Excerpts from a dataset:
-------

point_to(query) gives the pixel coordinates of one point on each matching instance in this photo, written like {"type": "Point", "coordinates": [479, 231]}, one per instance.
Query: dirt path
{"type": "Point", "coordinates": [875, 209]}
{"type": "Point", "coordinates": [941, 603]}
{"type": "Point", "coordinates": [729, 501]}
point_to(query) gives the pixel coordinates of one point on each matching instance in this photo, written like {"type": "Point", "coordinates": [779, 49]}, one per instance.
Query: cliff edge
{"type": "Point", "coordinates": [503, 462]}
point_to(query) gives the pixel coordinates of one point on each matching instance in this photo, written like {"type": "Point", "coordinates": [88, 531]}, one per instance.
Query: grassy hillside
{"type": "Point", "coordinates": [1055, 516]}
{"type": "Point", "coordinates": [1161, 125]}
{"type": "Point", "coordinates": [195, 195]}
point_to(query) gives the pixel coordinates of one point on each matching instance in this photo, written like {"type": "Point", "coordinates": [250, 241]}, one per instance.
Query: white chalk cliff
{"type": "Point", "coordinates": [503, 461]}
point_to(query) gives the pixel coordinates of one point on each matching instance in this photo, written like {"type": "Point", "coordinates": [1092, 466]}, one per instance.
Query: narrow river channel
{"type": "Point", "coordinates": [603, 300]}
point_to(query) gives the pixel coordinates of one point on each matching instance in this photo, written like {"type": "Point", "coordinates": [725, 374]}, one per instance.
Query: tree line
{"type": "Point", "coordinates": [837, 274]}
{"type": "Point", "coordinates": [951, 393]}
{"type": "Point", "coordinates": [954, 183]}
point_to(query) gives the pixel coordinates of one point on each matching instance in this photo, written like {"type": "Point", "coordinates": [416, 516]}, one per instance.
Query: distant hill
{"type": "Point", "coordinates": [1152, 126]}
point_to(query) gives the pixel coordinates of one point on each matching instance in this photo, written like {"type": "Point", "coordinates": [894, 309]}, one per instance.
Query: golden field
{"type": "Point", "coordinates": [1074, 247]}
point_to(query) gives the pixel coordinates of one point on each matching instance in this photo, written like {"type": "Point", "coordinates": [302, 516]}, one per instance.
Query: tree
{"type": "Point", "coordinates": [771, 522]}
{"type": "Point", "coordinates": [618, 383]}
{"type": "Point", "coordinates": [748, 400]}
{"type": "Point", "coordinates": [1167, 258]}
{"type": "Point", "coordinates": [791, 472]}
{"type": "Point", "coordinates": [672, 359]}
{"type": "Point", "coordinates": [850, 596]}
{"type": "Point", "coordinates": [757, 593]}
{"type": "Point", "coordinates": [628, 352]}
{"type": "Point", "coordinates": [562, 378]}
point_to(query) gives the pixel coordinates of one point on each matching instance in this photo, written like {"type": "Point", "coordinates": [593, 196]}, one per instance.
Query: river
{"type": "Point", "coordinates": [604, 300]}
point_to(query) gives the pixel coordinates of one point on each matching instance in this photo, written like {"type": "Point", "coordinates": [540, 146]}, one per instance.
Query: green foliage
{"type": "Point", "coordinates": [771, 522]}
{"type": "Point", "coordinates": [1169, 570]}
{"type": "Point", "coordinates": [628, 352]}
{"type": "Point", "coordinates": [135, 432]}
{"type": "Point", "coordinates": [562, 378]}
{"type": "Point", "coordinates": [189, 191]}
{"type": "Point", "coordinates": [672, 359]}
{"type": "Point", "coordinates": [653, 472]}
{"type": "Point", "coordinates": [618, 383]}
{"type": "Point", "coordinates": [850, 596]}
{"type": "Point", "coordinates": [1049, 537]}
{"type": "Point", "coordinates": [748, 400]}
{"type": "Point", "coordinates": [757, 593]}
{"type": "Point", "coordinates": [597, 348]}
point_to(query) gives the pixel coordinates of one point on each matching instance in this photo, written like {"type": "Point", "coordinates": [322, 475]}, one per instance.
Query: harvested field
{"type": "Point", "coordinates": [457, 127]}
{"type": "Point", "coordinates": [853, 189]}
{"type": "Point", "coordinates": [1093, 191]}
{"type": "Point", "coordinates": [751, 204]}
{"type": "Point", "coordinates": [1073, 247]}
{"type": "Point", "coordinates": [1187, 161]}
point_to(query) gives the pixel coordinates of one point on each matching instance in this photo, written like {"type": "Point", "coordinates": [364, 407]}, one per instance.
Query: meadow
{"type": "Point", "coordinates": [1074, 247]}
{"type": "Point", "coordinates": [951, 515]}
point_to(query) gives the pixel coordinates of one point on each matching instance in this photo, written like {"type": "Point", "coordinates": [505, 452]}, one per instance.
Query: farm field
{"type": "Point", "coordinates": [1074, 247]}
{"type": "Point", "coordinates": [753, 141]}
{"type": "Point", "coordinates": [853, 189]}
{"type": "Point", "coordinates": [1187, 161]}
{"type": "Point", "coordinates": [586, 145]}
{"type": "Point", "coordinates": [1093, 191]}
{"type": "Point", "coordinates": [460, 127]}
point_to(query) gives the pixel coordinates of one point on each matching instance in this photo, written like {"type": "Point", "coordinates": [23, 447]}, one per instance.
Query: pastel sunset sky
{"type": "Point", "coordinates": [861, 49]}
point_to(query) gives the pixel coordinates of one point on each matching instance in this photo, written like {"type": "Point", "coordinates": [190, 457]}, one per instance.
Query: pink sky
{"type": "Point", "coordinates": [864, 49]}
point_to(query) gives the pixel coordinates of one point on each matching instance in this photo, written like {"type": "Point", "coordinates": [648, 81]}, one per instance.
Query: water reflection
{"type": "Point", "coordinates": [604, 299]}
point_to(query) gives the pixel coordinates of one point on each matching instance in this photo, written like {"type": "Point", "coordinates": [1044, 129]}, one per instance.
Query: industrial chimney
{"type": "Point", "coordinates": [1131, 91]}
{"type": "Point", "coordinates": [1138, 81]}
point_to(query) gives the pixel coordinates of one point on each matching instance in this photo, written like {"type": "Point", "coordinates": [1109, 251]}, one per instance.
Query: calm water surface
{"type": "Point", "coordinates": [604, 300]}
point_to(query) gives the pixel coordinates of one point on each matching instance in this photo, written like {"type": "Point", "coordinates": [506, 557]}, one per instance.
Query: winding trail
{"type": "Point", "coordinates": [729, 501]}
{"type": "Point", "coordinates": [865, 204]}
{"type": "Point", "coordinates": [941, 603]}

-------

What this task involves → An exact transcript of all the records is the expected result.

Written response →
point_to(query) gives the pixel coordinates of one point on each matching instance in this photo, written like {"type": "Point", "coordinates": [479, 231]}, one per instance.
Query: dirt path
{"type": "Point", "coordinates": [875, 209]}
{"type": "Point", "coordinates": [941, 603]}
{"type": "Point", "coordinates": [729, 501]}
point_to(query) gives the pixel coordinates of one point on each matching instance in this photo, written like {"type": "Point", "coordinates": [779, 49]}, one per instance.
Query: cliff edge
{"type": "Point", "coordinates": [503, 462]}
point_to(query) gives the pixel coordinates of one point on each matching instance in this photo, written like {"type": "Point", "coordinates": [88, 531]}, one per instance.
Query: grassy hillside
{"type": "Point", "coordinates": [1055, 516]}
{"type": "Point", "coordinates": [1161, 125]}
{"type": "Point", "coordinates": [195, 195]}
point_to(query) gives the pixel coordinates of one point on each matching instance in this photo, written like {"type": "Point", "coordinates": [250, 241]}, one per instance.
Query: white chalk cliff
{"type": "Point", "coordinates": [503, 461]}
point_to(query) gives the pixel coordinates of one point on each matching instance in this photo, written like {"type": "Point", "coordinates": [1092, 466]}, one per instance.
Query: narrow river channel
{"type": "Point", "coordinates": [603, 300]}
point_to(query) gives the pixel coordinates of one point on each matching instance in this photo, written like {"type": "Point", "coordinates": [725, 374]}, one per instance.
Query: tree line
{"type": "Point", "coordinates": [837, 274]}
{"type": "Point", "coordinates": [951, 393]}
{"type": "Point", "coordinates": [954, 183]}
point_to(query) gives the pixel coordinates of one point on each matching instance in this photo, written like {"type": "Point", "coordinates": [416, 516]}, one per instance.
Query: distant hill
{"type": "Point", "coordinates": [1152, 126]}
point_to(query) gives the pixel coordinates of one point on each matching instance in this photo, written like {"type": "Point", "coordinates": [894, 309]}, one per instance.
Query: golden field
{"type": "Point", "coordinates": [1074, 247]}
point_to(query) gives the pixel coordinates of one point on each matching instance in this photo, written like {"type": "Point", "coordinates": [302, 516]}, one per instance.
Query: tree
{"type": "Point", "coordinates": [771, 522]}
{"type": "Point", "coordinates": [618, 383]}
{"type": "Point", "coordinates": [748, 400]}
{"type": "Point", "coordinates": [1167, 258]}
{"type": "Point", "coordinates": [791, 472]}
{"type": "Point", "coordinates": [672, 359]}
{"type": "Point", "coordinates": [850, 596]}
{"type": "Point", "coordinates": [757, 593]}
{"type": "Point", "coordinates": [628, 352]}
{"type": "Point", "coordinates": [562, 378]}
point_to(query) gives the pixel coordinates of one point on each matching instance in this photo, written like {"type": "Point", "coordinates": [593, 196]}, one per instance.
Query: river
{"type": "Point", "coordinates": [604, 300]}
point_to(query) gives the pixel coordinates of one point on each matching instance in this photo, written like {"type": "Point", "coordinates": [540, 146]}, one per instance.
Query: green foliage
{"type": "Point", "coordinates": [771, 522]}
{"type": "Point", "coordinates": [1169, 570]}
{"type": "Point", "coordinates": [628, 352]}
{"type": "Point", "coordinates": [135, 432]}
{"type": "Point", "coordinates": [562, 378]}
{"type": "Point", "coordinates": [189, 191]}
{"type": "Point", "coordinates": [672, 359]}
{"type": "Point", "coordinates": [653, 472]}
{"type": "Point", "coordinates": [618, 383]}
{"type": "Point", "coordinates": [850, 596]}
{"type": "Point", "coordinates": [1049, 537]}
{"type": "Point", "coordinates": [748, 400]}
{"type": "Point", "coordinates": [757, 593]}
{"type": "Point", "coordinates": [597, 348]}
point_to(query) gives the pixel coordinates of one point on each matching instance in this photo, written like {"type": "Point", "coordinates": [322, 475]}, one per instance.
Query: harvested field
{"type": "Point", "coordinates": [457, 127]}
{"type": "Point", "coordinates": [853, 189]}
{"type": "Point", "coordinates": [1093, 191]}
{"type": "Point", "coordinates": [751, 204]}
{"type": "Point", "coordinates": [1073, 247]}
{"type": "Point", "coordinates": [1187, 161]}
point_to(query) gives the pixel coordinates of one point on each matching instance in this photo, written like {"type": "Point", "coordinates": [364, 407]}, one per instance.
Query: meadow
{"type": "Point", "coordinates": [1074, 247]}
{"type": "Point", "coordinates": [951, 515]}
point_to(query) gives the pixel coordinates of one point on each matching instance in this photo, written like {"type": "Point", "coordinates": [505, 452]}, one per instance.
Query: farm field
{"type": "Point", "coordinates": [1074, 247]}
{"type": "Point", "coordinates": [753, 141]}
{"type": "Point", "coordinates": [853, 189]}
{"type": "Point", "coordinates": [1187, 161]}
{"type": "Point", "coordinates": [586, 145]}
{"type": "Point", "coordinates": [1093, 191]}
{"type": "Point", "coordinates": [460, 127]}
point_to(query) gives the pixel coordinates of one point on each matching instance in this photo, written like {"type": "Point", "coordinates": [23, 447]}, one per instance.
Query: pastel sunset sky
{"type": "Point", "coordinates": [861, 49]}
point_to(query) gives the pixel coordinates of one point on each matching instance in this photo, written like {"type": "Point", "coordinates": [190, 457]}, one per instance.
Query: pink sky
{"type": "Point", "coordinates": [864, 49]}
point_to(query) gives the pixel coordinates of one point on each matching instance in this photo, written like {"type": "Point", "coordinates": [648, 81]}, one per instance.
Query: water reflection
{"type": "Point", "coordinates": [604, 299]}
point_to(query) gives the pixel coordinates of one point on each matching instance in this photo, written like {"type": "Point", "coordinates": [1044, 129]}, one per instance.
Query: industrial chimney
{"type": "Point", "coordinates": [1131, 91]}
{"type": "Point", "coordinates": [1138, 81]}
point_to(query) gives the pixel coordinates of one point on each matching instance in this photo, written like {"type": "Point", "coordinates": [1109, 251]}, one per instance.
Query: calm water surface
{"type": "Point", "coordinates": [604, 300]}
point_to(query) gives the pixel coordinates of one point on each matching instance in this photo, written like {"type": "Point", "coordinates": [506, 557]}, one per instance.
Query: winding trail
{"type": "Point", "coordinates": [729, 501]}
{"type": "Point", "coordinates": [865, 204]}
{"type": "Point", "coordinates": [941, 603]}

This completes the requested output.